━━━ SOURCE TEXT

D. Temporary Regulations

The Treasury Department’s issuance of temporary regulations without claiming or, alternatively, supporting its claim for an exemption from the APA’s notice-and-comment requirements is another issue that has gained judicial scrutiny since Mayo. Although subject to debate, the Treasury Department’s coupling temporary and proposed regulations (similar in concept to other agencies’ interim-final regulations) provoke complaints that temporary regulations rarely go through the notice-and-comment process but, nonetheless, have the same authority as final regulations that have completed both internal and external review. This policy results in a delayed comment period until after publication of guidance that is binding. Before Little Sisters of the Poor v. Pennsylvania (which did not involve tax) was decided, judges had trended toward disallowing this procedure in tax cases. It is uncertain how, and whether, courts will apply Little Sisters of the Poor in tax cases.

The Treasury Department previously justified its use of temporary regulations with the argument that section 7805(e)’s requirement that the Treasury Department issue proposed regulations when it issues temporary regulations operates as a specific exemption from notice-and-comment procedures. A counter-argument is that this requirement is in addition to the APA requirements, so that the government needs a good cause exception to issue temporary regulations without notice and comment and must also publish a proposed regulation. In 2019, the Treasury Department stated it may issue a Notice before seeking comments to encourage dialogue, but any temporary regulations will set forth a justification for good cause in the preamble.

━━━━━━

### WORK TO COMPLETE:
1. According to the passage on Treasury temporary regulations, what will any temporary regulations set forth in the preamble, as stated by the Treasury Department in 2019?
2. In the passage on Treasury temporary regulations, rewrite the part starting with "The Treasury Department previously" and going on through "in the preamble.", changing "dialogue" to "discussion".
The listing that follows is not needed for anything here.

━━━ INFORMATION SUPPLIED

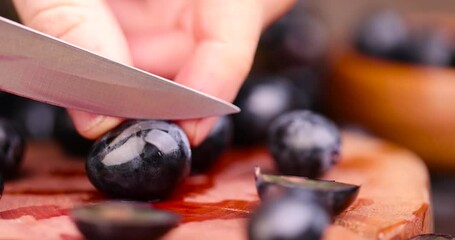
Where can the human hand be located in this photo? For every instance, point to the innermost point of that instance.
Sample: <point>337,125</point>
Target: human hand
<point>207,45</point>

━━━━━━

### EXPECTED OUTPUTS:
1. A justification for good cause.

2.
The Treasury Department previously justified its use of temporary regulations with the argument that section 7805(e)’s requirement that the Treasury Department issue proposed regulations when it issues temporary regulations operates as a specific exemption from notice-and-comment procedures. A counter-argument is that this requirement is in addition to the APA requirements, so that the government needs a good cause exception to issue temporary regulations without notice and comment and must also publish a proposed regulation. In 2019, the Treasury Department stated it may issue a Notice before seeking comments to encourage discussion, but any temporary regulations will set forth a justification for good cause in the preamble.